INFORMATION PROVIDED:
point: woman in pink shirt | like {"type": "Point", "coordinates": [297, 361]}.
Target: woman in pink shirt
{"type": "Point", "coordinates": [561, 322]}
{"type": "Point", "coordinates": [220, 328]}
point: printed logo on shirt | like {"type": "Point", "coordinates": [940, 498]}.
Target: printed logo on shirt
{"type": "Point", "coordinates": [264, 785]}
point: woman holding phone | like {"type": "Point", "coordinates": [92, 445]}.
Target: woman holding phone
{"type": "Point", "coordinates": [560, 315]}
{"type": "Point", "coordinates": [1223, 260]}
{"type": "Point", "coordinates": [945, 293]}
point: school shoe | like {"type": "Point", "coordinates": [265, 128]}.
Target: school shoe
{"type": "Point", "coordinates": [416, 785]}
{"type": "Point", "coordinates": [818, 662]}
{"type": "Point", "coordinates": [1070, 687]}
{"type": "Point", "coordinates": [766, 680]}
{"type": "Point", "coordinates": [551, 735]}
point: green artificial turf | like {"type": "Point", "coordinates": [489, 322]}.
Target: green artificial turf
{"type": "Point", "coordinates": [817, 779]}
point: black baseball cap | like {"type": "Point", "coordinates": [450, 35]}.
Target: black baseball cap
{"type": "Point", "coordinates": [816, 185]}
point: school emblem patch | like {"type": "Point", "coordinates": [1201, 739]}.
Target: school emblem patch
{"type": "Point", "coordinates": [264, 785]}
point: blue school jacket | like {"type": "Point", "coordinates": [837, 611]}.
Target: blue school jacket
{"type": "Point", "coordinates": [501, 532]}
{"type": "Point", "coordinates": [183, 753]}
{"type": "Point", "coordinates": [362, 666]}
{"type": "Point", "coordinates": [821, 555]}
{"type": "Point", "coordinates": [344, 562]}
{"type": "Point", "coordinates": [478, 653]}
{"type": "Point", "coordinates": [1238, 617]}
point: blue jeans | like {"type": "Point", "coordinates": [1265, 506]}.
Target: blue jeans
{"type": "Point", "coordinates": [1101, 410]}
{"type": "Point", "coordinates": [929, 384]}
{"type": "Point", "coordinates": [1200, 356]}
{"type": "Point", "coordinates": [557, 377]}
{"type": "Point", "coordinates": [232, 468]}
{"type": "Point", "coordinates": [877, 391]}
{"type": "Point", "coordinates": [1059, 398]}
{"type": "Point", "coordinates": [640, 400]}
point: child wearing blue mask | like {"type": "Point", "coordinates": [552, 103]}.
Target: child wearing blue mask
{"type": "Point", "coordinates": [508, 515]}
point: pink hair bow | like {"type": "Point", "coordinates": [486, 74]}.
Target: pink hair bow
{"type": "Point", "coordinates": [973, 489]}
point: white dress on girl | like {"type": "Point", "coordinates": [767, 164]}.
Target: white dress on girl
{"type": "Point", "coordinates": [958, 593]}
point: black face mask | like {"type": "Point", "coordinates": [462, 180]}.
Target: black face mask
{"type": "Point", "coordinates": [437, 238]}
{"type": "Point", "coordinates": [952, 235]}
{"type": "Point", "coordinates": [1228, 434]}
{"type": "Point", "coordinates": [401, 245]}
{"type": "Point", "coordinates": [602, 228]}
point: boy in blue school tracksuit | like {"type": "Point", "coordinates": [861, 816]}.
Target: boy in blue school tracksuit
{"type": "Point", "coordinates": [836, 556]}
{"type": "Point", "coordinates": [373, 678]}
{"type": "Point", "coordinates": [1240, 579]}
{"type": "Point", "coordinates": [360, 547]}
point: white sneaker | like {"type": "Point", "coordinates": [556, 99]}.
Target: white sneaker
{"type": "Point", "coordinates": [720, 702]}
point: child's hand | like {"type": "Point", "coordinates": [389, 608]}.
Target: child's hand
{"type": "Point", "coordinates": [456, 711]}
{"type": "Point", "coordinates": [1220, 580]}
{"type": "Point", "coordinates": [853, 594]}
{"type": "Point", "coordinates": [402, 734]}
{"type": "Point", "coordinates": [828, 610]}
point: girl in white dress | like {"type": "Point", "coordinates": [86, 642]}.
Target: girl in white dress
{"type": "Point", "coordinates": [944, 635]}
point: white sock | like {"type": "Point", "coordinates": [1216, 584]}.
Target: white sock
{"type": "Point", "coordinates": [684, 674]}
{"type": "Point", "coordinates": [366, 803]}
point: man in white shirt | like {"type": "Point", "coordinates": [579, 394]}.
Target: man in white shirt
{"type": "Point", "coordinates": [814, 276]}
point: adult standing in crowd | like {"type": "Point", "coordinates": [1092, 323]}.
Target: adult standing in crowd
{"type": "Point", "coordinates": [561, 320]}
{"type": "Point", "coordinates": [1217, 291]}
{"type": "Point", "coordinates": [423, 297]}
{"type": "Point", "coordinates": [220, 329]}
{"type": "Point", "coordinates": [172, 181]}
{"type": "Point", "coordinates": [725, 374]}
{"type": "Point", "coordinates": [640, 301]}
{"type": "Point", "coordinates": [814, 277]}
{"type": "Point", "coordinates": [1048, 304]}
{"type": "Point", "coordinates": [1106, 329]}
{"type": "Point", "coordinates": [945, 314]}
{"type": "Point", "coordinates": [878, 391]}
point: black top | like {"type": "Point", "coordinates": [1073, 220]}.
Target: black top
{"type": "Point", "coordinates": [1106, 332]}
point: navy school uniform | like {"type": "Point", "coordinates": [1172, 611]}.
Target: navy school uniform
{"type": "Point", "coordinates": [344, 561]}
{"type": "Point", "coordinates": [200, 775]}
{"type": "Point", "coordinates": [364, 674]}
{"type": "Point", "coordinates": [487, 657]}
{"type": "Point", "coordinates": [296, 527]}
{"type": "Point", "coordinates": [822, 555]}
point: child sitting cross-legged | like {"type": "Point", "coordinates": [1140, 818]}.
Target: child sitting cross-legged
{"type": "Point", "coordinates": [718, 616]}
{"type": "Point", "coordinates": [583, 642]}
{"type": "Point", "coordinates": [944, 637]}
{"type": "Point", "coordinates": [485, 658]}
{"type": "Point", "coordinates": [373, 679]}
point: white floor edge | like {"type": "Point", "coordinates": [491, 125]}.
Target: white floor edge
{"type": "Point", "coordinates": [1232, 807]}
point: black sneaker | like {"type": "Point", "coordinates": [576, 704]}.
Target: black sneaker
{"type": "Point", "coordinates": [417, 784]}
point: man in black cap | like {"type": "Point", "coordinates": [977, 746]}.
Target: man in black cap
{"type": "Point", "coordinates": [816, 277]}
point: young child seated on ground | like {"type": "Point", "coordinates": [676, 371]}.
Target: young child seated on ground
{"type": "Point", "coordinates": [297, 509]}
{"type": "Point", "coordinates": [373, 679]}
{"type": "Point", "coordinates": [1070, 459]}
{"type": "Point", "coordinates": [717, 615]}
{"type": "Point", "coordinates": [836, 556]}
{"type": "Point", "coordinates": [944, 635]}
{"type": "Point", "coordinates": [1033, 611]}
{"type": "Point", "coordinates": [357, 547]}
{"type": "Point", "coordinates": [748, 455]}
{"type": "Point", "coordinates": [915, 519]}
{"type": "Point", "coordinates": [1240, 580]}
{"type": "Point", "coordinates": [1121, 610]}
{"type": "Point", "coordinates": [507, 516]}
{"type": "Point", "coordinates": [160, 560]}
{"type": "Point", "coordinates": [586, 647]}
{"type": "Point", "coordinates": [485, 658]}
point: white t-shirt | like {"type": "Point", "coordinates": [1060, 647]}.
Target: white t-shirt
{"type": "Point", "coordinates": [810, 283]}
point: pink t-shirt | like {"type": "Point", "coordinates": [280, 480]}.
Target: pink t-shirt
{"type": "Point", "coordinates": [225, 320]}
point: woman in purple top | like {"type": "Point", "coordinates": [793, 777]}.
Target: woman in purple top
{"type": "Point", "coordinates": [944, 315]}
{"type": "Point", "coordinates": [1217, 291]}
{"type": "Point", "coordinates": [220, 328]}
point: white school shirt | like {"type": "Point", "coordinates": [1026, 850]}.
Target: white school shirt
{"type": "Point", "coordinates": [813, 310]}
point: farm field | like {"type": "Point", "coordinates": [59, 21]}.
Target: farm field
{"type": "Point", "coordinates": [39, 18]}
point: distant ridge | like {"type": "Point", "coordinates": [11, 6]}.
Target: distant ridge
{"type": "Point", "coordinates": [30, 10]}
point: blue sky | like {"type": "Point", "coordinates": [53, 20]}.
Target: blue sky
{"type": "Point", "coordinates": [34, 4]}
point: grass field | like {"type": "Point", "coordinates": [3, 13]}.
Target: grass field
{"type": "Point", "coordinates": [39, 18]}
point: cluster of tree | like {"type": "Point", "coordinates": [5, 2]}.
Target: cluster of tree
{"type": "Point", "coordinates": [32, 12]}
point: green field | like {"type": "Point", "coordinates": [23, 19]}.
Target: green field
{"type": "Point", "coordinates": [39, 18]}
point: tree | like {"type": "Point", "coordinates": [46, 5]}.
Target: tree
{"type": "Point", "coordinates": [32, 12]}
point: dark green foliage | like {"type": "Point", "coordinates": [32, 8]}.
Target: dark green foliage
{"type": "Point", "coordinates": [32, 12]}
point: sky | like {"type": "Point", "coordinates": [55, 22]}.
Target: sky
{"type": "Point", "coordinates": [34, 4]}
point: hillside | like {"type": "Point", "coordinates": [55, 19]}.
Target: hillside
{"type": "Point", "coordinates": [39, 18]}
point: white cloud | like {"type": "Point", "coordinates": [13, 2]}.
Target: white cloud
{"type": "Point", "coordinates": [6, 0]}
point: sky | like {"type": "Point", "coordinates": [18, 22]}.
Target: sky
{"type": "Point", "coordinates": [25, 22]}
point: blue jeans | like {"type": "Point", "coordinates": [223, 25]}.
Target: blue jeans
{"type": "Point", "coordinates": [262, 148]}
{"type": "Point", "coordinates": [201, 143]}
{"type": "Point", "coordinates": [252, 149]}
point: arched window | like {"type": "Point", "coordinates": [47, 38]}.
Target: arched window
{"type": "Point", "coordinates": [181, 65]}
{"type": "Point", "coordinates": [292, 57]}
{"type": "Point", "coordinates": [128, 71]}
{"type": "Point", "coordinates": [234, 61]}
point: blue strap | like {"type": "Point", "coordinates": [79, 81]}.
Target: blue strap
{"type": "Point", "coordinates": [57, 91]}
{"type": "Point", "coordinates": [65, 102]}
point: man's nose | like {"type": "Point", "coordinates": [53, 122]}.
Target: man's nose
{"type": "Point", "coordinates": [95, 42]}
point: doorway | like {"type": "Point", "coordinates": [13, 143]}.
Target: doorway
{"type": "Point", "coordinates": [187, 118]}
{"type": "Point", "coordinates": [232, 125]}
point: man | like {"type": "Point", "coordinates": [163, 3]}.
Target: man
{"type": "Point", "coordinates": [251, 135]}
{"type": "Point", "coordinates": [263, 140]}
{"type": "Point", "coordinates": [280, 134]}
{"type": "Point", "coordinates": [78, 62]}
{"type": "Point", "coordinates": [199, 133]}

WHAT YOU NEED TO DO: Once the line with "point: black baseball" is found in the records above, print exactly that line and every line after it through the line with "point: blue school".

COMPLETED EXERCISE:
point: black baseball cap | like {"type": "Point", "coordinates": [450, 35]}.
Target: black baseball cap
{"type": "Point", "coordinates": [816, 185]}
point: school emblem patch | like {"type": "Point", "coordinates": [1201, 739]}.
Target: school emblem patch
{"type": "Point", "coordinates": [264, 785]}
point: blue school jacket | like {"type": "Point", "coordinates": [837, 611]}.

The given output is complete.